WHAT TO WORK ON:
Please write out each of the records below word for word, keeping their order.

---------- RECORD LIST ----------

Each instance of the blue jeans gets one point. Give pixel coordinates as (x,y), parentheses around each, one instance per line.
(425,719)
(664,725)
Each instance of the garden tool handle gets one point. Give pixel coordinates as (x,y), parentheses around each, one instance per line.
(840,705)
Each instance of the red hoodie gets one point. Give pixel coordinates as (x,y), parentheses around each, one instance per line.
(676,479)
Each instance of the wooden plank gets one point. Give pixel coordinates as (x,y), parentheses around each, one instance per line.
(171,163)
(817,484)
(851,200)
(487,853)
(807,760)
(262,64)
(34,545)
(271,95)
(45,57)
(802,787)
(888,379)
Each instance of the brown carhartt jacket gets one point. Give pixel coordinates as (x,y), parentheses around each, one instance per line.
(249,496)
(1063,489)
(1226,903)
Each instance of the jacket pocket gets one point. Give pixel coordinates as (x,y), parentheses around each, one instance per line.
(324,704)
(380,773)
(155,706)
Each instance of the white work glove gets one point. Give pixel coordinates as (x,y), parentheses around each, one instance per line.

----------

EXPECTED OUTPUT:
Each instance of the blue jeans gets one point. Give pixel coordinates as (x,y), parentheses around each, one instance per line.
(425,719)
(664,725)
Each instance of the garden tool handle gets one point. Give pixel coordinates as (x,y), parentheses around each, one instance per line.
(840,705)
Each instance of the red hoodie gets one point. Give pixel coordinates as (x,y), parentheses around each, one instance per line.
(676,479)
Each instance of the wooden plank gets one point. Give pixel coordinates as (x,y), parentheses around each, one instance per line.
(171,163)
(817,484)
(851,200)
(487,853)
(807,760)
(262,64)
(34,545)
(271,95)
(45,57)
(802,787)
(888,379)
Each instance of the brown carhartt jacket gets one point. Give pixel coordinates as (x,y), parentheses around each, one instance per line.
(249,496)
(1063,489)
(1226,903)
Each instance of the jacket pocket gets one point. Give pixel coordinates as (x,y), parentheses around each, one instance per line.
(324,704)
(380,773)
(155,706)
Each instance of the white work glove gets one point. Give pixel coordinates as (x,y), parentheses around each, one instance per line.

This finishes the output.